New report explores how to preserve oral advocacy in a digital world

Model framework provided to assist courts in determining mode of hearing

New report explores how to preserve oral advocacy in a digital world
The Advocates’ Society, created in 1963, is a not-for-profit association with over 5,500 members.

The Advocates’ Society’s Modern Advocacy Task Force has released “The Right to be Heard: The Future of Advocacy in Canada,” its final report making recommendations to expand and build upon adaptations made by courts amid the COVID-19 pandemic.

The society established the task force in spring 2020 in the context of the public health crisis, which

required Canadian courts to swiftly adopt significant changes to their operations, the Society’s news release noted.

The report will benefit lawyers who want to help maintain and improve upon the justice system and judges who are seeking ways to protect the justice system while increasing its efficiency, said Guy Pratte, past president of The Advocates’ Society, in the news release.

“It contains important recommendations, and cautions, for politicians and those within government who are responsible for supporting the justice system,” he added.

*Tasks for this exercise*
[1] In the article on the advocacy report, which groups of people does Guy Pratte say the report will benefit or speaks to? List each one.
[2] Does the article on the advocacy report support each statement? Answer yes or no, quoting the deciding words: (a) The Advocates’ Society was created in 1963. (b) The task force was established in fall 2020. (c) Guy Pratte is the current president of The Advocates’ Society.

*Collected data*

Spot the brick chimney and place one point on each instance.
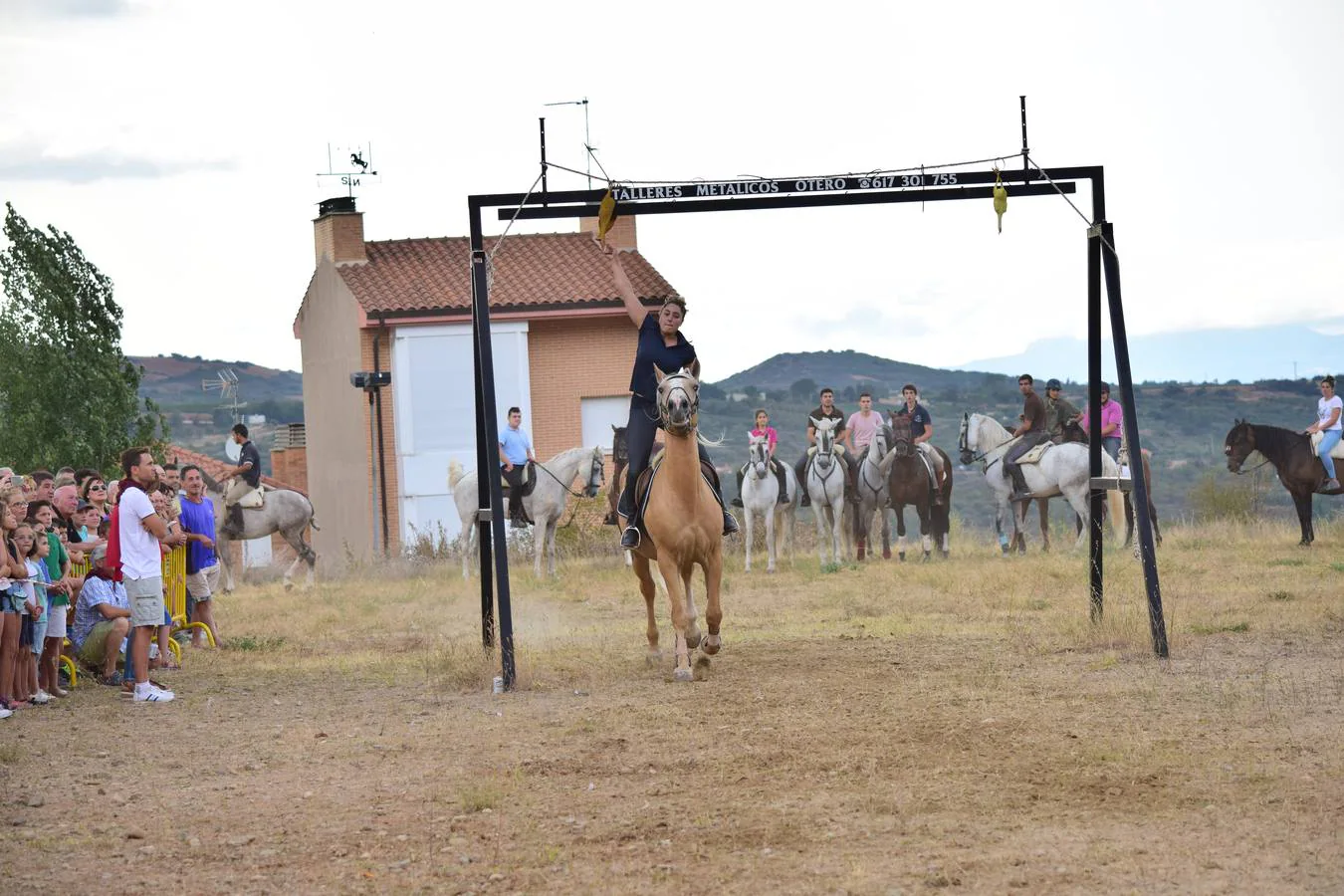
(621, 234)
(338, 231)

*Answers per task*
[1]
- Lawyers who want to help maintain and improve upon the justice system
- Judges who are seeking ways to protect the justice system while increasing its efficiency
- Politicians
- Those within government who are responsible for supporting the justice system

[2]
(a) Yes: "The Advocates’ Society, created in 1963"
(b) No: "The society established the task force in spring 2020"
(c) No: "Guy Pratte, past president of The Advocates’ Society"